[START Given data]

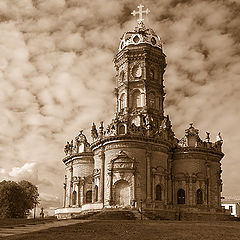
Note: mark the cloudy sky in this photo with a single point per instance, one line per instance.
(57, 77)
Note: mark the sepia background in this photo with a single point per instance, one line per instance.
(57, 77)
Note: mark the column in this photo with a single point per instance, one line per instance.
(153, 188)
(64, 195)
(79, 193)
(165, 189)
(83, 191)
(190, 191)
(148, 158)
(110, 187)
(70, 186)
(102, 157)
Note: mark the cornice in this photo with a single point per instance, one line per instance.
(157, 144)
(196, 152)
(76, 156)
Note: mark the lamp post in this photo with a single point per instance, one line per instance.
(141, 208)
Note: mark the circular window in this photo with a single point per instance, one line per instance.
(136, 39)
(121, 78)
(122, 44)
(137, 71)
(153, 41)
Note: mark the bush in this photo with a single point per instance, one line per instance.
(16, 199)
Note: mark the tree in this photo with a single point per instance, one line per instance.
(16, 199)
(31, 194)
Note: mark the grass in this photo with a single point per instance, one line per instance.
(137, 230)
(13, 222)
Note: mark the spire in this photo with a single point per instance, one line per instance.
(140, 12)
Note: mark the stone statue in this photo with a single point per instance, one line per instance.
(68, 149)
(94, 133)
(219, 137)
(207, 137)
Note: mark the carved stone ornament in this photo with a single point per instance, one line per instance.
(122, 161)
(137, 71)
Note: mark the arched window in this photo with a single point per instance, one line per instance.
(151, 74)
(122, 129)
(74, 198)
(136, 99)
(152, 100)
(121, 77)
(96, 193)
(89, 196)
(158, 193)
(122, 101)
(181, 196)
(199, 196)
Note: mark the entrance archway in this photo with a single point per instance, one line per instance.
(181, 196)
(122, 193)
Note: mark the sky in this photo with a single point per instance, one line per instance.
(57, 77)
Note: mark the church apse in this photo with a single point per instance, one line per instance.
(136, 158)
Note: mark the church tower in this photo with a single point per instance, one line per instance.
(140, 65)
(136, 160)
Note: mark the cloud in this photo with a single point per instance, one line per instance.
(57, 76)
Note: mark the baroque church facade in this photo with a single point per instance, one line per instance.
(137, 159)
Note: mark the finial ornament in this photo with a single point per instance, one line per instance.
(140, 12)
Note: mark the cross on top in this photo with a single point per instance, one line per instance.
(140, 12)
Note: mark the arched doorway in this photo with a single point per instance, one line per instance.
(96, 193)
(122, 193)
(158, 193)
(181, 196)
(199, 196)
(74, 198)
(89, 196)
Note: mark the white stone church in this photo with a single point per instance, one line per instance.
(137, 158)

[END Given data]
[START Given data]

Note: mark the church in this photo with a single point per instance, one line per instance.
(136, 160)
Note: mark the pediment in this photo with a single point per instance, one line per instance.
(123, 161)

[END Given data]
[START Given data]

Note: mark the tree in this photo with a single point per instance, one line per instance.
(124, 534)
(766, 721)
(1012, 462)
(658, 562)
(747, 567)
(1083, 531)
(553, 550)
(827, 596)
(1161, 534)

[END Given data]

What you should do.
Gather and copy every line in the records that contains the word "arched". Case counts.

Answer below.
Note: mark the arched window in this photo with a single point per instance, one line per instance.
Note: mark the arched doorway in this photo with a single point per instance, one line per instance.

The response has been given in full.